+++ Data excerpts

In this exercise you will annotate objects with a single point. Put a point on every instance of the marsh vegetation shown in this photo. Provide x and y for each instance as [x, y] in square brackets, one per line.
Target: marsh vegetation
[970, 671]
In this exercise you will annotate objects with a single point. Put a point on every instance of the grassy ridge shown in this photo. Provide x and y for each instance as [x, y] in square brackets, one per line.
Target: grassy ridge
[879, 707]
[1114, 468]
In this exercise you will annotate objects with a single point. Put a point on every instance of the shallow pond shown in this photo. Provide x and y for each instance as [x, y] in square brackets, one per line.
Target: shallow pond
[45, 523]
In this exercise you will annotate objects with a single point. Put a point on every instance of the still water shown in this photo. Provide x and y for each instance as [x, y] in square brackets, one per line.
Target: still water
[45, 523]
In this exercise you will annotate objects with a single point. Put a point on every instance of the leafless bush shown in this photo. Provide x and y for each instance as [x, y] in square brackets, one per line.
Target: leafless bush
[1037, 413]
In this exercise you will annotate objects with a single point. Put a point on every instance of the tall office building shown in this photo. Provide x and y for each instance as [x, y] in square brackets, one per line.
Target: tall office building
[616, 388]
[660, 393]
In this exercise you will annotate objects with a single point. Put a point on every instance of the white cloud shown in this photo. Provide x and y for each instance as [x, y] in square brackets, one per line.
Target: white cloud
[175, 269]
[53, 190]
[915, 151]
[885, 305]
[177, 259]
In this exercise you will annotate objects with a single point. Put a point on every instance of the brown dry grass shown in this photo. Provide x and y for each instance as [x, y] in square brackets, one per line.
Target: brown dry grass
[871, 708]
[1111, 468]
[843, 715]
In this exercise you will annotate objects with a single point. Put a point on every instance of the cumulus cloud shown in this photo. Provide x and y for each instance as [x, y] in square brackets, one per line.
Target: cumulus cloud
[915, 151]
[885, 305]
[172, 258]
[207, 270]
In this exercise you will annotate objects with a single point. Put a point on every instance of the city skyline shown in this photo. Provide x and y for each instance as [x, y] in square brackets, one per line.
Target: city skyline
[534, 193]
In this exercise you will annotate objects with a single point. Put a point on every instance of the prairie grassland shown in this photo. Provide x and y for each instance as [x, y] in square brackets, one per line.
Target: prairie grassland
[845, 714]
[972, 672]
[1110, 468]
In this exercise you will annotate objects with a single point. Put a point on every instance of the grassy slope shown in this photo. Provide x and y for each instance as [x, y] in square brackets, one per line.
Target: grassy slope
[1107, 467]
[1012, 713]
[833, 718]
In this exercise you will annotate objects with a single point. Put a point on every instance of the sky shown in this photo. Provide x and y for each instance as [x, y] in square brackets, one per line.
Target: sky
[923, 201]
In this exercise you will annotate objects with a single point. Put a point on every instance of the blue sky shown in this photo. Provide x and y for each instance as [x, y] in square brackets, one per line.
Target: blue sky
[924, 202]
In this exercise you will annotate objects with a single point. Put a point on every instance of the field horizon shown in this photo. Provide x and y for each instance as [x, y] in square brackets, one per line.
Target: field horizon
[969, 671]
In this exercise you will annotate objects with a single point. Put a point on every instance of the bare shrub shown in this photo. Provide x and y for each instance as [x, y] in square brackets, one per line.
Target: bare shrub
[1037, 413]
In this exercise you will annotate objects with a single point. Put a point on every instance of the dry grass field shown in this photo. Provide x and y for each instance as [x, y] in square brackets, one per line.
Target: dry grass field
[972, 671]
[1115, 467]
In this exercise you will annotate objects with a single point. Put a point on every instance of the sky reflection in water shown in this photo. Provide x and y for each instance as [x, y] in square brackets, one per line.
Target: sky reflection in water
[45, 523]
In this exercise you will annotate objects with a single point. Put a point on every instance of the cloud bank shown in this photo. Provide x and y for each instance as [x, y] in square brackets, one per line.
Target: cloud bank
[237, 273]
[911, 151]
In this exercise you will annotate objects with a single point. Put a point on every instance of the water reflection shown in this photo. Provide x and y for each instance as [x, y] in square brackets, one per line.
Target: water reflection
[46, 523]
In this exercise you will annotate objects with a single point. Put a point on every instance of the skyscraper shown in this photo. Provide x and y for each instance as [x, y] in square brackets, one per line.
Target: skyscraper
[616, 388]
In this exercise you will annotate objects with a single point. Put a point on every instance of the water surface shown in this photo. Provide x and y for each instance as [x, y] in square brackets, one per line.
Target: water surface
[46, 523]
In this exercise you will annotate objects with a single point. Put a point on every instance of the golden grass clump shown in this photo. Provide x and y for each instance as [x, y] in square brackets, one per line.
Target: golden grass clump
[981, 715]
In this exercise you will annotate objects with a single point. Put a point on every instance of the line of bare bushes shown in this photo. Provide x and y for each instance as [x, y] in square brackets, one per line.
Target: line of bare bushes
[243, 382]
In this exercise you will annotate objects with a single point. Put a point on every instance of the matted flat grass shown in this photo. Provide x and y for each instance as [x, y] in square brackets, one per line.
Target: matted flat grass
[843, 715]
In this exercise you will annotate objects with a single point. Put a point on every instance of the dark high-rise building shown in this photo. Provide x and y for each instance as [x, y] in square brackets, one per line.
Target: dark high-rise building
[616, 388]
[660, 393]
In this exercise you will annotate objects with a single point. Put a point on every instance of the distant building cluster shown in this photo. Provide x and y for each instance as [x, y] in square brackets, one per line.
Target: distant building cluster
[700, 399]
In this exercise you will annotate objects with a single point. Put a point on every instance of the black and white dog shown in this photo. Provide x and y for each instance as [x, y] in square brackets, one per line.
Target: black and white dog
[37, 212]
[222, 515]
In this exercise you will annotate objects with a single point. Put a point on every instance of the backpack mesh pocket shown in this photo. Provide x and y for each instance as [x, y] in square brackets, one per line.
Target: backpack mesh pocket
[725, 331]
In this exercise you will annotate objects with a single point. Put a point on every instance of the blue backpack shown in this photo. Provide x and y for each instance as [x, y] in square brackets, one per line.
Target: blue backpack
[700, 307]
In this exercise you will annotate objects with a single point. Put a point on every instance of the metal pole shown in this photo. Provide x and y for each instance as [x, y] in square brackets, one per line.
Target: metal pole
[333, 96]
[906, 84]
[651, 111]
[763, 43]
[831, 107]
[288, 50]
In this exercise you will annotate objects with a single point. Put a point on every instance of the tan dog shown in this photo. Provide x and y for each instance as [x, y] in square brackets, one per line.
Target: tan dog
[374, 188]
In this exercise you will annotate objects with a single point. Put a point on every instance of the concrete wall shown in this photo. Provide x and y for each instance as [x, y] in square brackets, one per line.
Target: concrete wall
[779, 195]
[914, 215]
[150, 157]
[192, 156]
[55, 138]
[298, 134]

++++++

Return, word for word, the lines above, starting at the line that contains "of the backpack" and ending at the final line.

Task output -
In this exercise you will annotate objects with a single point. Put a point on every instance of the backpack mesh pocket shown in this photo. Provide x and y for each instance as [x, y] in square brackets, one per line.
Target: backpack mesh pocket
[725, 331]
In this exercise you will annotate objects with a single point. Put a point on every instance of the blue backpack shown in this photo. Provide x and y for each instance as [x, y] in square brackets, one per line.
Target: blue backpack
[700, 307]
In this exercise you will annotate objects with a single point. Put a point on every instance of the metal pole shown in this photo. Provide x and y for each instance as [x, y] in square brackets, one per line.
Target: metal pole
[333, 96]
[906, 84]
[651, 111]
[763, 43]
[831, 107]
[288, 50]
In this exercise you will annotate objects with a single point. Put a point on every instance of the tan dog shown in this photo. Provide x and y for each instance as [x, y] in square brackets, one per line.
Target: tan dog
[374, 188]
In this exercise you will annotate objects with a single point. Put a point on every instance of the concrete wall shown in this photo. Provide x and y for each instance as [x, y] in square brackets, one per line.
Target: concrete wall
[779, 195]
[914, 215]
[150, 157]
[192, 156]
[55, 138]
[298, 134]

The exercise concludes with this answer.